■ **SELECTED EXCERPT**:
I saw someone on Twitter basically say that a certain character from a book, who was aro-ace only by Word of God, had been "straightwashed" because "cis heteroromantic aces are more palatable to Straight people."

I mean, maybe that's true vis-à-vis aro-aces—though, technically, any alloromantic ace is going to be "more palatable to Straight people" than an aro-ace—but I don't know if that's really true in general. Personally, I don't feel like a completely sex-repulsed heteroromantic ace is "more palatable" to a Straight person than a gay demisexual or gray-ace.

I also feel like there's a misconception that among the tiny pool of asexual representation, sex-repulsed aces are well-represented, which is why there's often a push to represent demisexuals, gray-aces, and sex-positive asexuals. But that is actually pretty untrue. I can count on one hand the number of books I've read/am aware of that featured an asexual who managed to find a happy romantic relationship where sex wasn't required. Every other romance that I've read/seen with an ace-spectrum character (as a leading character, not a minor character) was about a demisexual, gray-ace, or sex-positive asexual.

Books listed under the cut )

So...yeah, sex-repulsed asexuals are really not well represented, particularly in the romance genre. (I think, with regard to traditionally published books and non-romance books, sex-repulsed asexuals are primarily represented by aro-ace characters.)

Which sort of lends credibility to my argument that gray-aces/demisexuals/sex-positive aces of any romantic orientation would be more welcome by the general (presumed non-asexual) reader body than sex-repulsed heteroromantic aces—the idea of not desiring sex at all is seen as more subversive than a LGBP romantic orientation.

Yes, of course demisexuals, gray-aces, and sex-positive aces deserve representation too. But sex-repulsed aces currently have almost no fictional representation, and that's something I wish people would take into account.

(Source records)
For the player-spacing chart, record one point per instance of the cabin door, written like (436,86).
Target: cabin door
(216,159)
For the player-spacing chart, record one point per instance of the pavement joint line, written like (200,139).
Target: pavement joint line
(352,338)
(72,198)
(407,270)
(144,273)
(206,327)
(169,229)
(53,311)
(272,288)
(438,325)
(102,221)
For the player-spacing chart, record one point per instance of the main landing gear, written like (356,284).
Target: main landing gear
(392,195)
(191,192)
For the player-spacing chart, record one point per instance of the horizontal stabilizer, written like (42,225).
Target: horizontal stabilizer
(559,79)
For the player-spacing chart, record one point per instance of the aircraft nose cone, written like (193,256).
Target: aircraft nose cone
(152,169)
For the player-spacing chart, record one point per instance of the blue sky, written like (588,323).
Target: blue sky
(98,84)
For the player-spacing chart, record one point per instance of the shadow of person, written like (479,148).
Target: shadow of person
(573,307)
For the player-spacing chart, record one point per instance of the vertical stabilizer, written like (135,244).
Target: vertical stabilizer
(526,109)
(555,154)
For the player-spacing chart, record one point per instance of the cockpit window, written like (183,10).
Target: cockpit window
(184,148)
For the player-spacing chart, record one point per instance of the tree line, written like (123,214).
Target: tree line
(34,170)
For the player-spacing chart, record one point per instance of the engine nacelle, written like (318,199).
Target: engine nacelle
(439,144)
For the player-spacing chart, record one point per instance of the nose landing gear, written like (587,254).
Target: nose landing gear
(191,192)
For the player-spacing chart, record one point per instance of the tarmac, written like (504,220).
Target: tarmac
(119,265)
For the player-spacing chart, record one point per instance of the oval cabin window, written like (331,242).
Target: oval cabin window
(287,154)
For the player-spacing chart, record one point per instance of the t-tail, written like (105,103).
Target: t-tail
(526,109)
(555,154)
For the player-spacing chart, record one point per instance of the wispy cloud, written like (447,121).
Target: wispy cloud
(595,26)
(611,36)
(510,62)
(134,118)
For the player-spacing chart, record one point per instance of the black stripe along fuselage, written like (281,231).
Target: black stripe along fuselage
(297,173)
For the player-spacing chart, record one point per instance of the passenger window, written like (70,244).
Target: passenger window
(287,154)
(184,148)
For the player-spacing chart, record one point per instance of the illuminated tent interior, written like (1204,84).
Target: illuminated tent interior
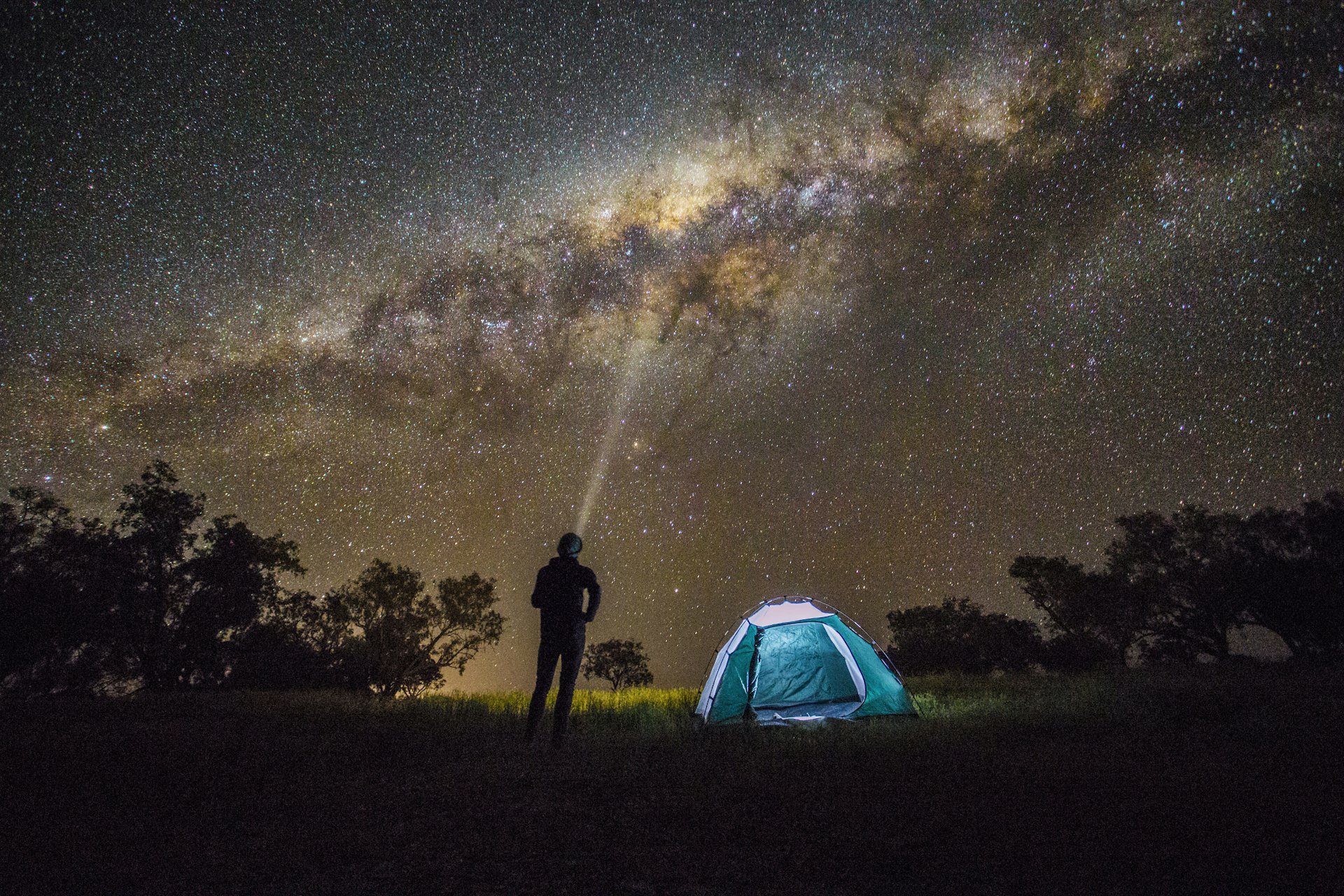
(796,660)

■ **WHAT TO WORK ON**:
**A.** In the post on asexual representation, which characters does the writer say primarily represent sex-repulsed asexuals in traditionally published and non-romance books?
**B.** Reproduce the passage of the post on asexual representation starting with "I also feel" and going on through "under the cut )".
Draw only on the post on asexual representation, not on the material.

■ **ANSWERS TO EACH TASK**:
**A.** Aro-ace characters.

**B.**
I also feel like there's a misconception that among the tiny pool of asexual representation, sex-repulsed aces are well-represented, which is why there's often a push to represent demisexuals, gray-aces, and sex-positive asexuals. But that is actually pretty untrue. I can count on one hand the number of books I've read/am aware of that featured an asexual who managed to find a happy romantic relationship where sex wasn't required. Every other romance that I've read/seen with an ace-spectrum character (as a leading character, not a minor character) was about a demisexual, gray-ace, or sex-positive asexual.

Books listed under the cut )